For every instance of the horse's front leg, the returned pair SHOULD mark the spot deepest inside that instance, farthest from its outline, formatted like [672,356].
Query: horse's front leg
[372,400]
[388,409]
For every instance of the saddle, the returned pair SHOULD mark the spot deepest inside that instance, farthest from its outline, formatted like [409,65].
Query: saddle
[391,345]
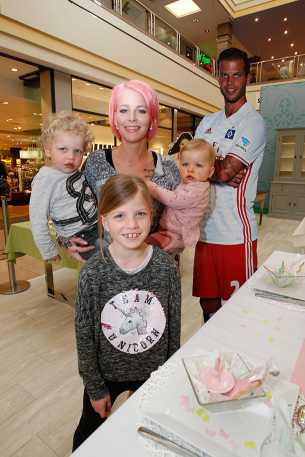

::::

▶ **Aim**
How many lines of the records contain the word "deepest"? Reply with the number alone.

▶ **Solution to this problem**
2